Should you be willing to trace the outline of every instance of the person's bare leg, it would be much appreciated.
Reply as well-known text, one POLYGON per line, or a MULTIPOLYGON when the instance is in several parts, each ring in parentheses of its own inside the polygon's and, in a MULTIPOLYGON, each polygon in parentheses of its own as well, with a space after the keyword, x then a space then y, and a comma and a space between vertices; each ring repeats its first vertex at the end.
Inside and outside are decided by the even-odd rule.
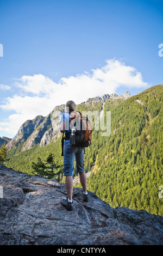
POLYGON ((72 200, 73 180, 72 176, 66 176, 65 184, 67 190, 67 197, 70 200, 72 200))
POLYGON ((87 192, 86 176, 85 173, 79 173, 80 181, 83 187, 84 193, 87 192))

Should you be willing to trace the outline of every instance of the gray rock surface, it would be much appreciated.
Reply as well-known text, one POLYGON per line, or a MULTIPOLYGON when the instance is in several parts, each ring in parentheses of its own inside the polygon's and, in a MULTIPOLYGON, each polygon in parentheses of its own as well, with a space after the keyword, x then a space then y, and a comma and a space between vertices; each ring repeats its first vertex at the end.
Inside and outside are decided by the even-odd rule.
POLYGON ((90 192, 90 202, 84 202, 82 190, 76 188, 68 211, 60 204, 66 196, 64 184, 2 165, 0 176, 1 245, 163 243, 162 216, 114 209, 90 192))

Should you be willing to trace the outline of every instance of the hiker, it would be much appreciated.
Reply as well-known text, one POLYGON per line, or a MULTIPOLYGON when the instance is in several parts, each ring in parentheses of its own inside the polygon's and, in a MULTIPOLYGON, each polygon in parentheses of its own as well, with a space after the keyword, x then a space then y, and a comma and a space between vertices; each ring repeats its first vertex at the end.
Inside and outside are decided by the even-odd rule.
POLYGON ((84 172, 84 148, 70 144, 71 129, 70 127, 70 113, 75 111, 76 106, 73 101, 68 101, 65 105, 65 111, 60 119, 59 127, 61 132, 65 133, 64 143, 64 174, 66 176, 65 184, 67 193, 66 199, 61 200, 61 204, 68 210, 73 208, 73 175, 74 157, 76 157, 77 172, 79 174, 80 181, 82 185, 84 193, 83 200, 88 202, 86 176, 84 172))

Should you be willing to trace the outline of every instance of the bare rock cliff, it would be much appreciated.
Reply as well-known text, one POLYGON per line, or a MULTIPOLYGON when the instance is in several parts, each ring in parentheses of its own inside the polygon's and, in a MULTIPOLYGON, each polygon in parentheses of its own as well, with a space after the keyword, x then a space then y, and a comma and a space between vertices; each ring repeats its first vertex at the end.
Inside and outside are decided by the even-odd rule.
POLYGON ((74 188, 72 211, 60 204, 65 186, 0 165, 1 245, 162 245, 163 217, 114 209, 74 188))

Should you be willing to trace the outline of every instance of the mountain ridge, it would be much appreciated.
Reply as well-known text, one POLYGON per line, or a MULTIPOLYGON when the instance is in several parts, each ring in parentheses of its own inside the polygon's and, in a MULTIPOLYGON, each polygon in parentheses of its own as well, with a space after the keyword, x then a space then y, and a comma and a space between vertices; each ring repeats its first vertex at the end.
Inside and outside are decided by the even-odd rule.
POLYGON ((163 217, 145 210, 113 208, 74 188, 73 209, 63 207, 65 185, 0 164, 1 245, 161 245, 163 217), (66 234, 66 235, 65 235, 66 234))
MULTIPOLYGON (((93 102, 105 102, 109 99, 126 100, 130 96, 128 92, 122 95, 117 95, 115 93, 110 95, 104 94, 102 97, 89 98, 86 102, 84 102, 83 103, 86 105, 87 103, 92 103, 93 107, 93 102)), ((34 119, 26 121, 21 126, 16 136, 7 143, 6 145, 7 150, 14 148, 18 145, 18 143, 22 142, 24 143, 21 149, 21 151, 23 151, 32 148, 36 144, 40 144, 40 147, 41 147, 56 141, 60 136, 58 128, 59 123, 58 118, 59 117, 58 112, 60 111, 63 113, 64 109, 64 105, 57 106, 47 117, 37 115, 34 119)))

■ ■ ■ ■ ■ ■ ■

■ Task directions
Edit the records above by replacing "outline" with "boundary" throughout and changing nothing else. Leave the pictures out of your answer.

■ Exercise answer
Should you be willing to trace the boundary of every instance of the person's bare leg, it would be much appreciated.
Reply as well-known text, one POLYGON per line, or a MULTIPOLYGON when the instance is in several parts, each ring in parentheses of its own inside the polygon's and, in a MULTIPOLYGON, each polygon in parentheses of its own as well, with a space after the keyword, x then a space then y, and a comma and a space between vertices; each ring repeats its first vertex at the end.
Inside and outside are decided by the even-odd rule.
POLYGON ((72 200, 73 180, 72 176, 66 176, 65 184, 67 190, 67 197, 70 200, 72 200))
POLYGON ((87 192, 86 176, 85 173, 79 173, 80 181, 83 187, 84 193, 87 192))

Should you be willing to trace the boundary of every instance of the gray rock surface, it would be much appreciated.
Reply as well-known text, one POLYGON per line, or a MULTIPOLYGON when the instance is in several parts, each ring in parentheses of its own inside the polygon's and, in a MULTIPOLYGON, each polygon in parentheses of its own as well, with a space after the keyword, x then a space then y, and a comma and a space between vertices; each ring repeats its first vertex at the end.
Inside and outside are decided by the even-odd rule.
POLYGON ((90 192, 90 202, 84 202, 82 190, 76 188, 68 211, 60 204, 66 196, 64 184, 2 165, 0 176, 1 245, 163 243, 162 216, 114 209, 90 192))

Should you be willing to trace the boundary of every instance of the hiker, it would be much appreciated.
Reply as well-known text, one POLYGON per line, or a MULTIPOLYGON when the instance is in several parts, each ring in parentheses of its own inside the polygon's and, in a MULTIPOLYGON, each polygon in parentheses of its own as well, with a space after the keyword, x then a space then y, and a comma and a space between vertices; each ring repeats its first vertex at the end.
Inside and outside are decided by the even-odd rule.
POLYGON ((84 172, 84 148, 70 144, 71 129, 70 127, 70 113, 75 111, 76 106, 73 101, 68 101, 65 105, 65 111, 60 119, 59 127, 61 132, 65 133, 64 143, 64 174, 66 176, 65 184, 67 193, 66 199, 61 200, 61 204, 68 210, 73 208, 73 175, 74 157, 76 157, 77 172, 79 174, 80 181, 82 185, 84 193, 83 200, 88 202, 86 176, 84 172))

Should you be willing to trace the boundary of every instance of the bare rock cliff, it would be much appreciated.
Reply as well-known text, one POLYGON per line, or a MULTIPOLYGON when the instance is in several parts, each ring in parentheses of its own inside the polygon's and, in a MULTIPOLYGON, each polygon in parentheses of its own as well, with a space after the keyword, x then a space then y, and a comma and a space between vertices; each ring repeats its first vertex at the end.
Inside and outside are decided by the even-odd rule.
POLYGON ((74 188, 72 211, 60 204, 65 186, 0 165, 1 245, 162 245, 163 217, 114 209, 74 188))

Should you be willing to trace the boundary of every instance of the mountain ridge, it would be much appreciated.
Reply as well-known text, one POLYGON per line, or a MULTIPOLYGON when the instance is in several parts, each ring in parentheses of its own inside the polygon's and, in a MULTIPOLYGON, each polygon in parentheses of its own as well, with a space after the keyword, x then a space then y, and a comma and a space between vertices; each ring repeats its first vertex at the end.
Inside and outside are decided by the even-odd rule.
POLYGON ((163 217, 145 210, 113 208, 74 188, 73 209, 63 207, 65 185, 0 164, 1 245, 161 245, 163 217), (66 234, 66 235, 65 235, 66 234))
MULTIPOLYGON (((93 102, 105 102, 109 99, 126 100, 130 96, 128 92, 122 95, 117 95, 115 93, 110 95, 104 94, 102 97, 89 98, 86 102, 84 102, 83 103, 86 105, 87 103, 92 103, 93 107, 93 102)), ((34 119, 26 121, 21 126, 16 136, 7 143, 6 145, 7 150, 14 148, 18 145, 18 143, 22 142, 24 143, 21 149, 21 151, 23 151, 32 148, 36 144, 40 144, 40 147, 41 147, 56 141, 60 136, 58 128, 59 123, 58 118, 59 117, 58 112, 60 111, 63 113, 64 109, 64 105, 57 106, 47 117, 37 115, 34 119)))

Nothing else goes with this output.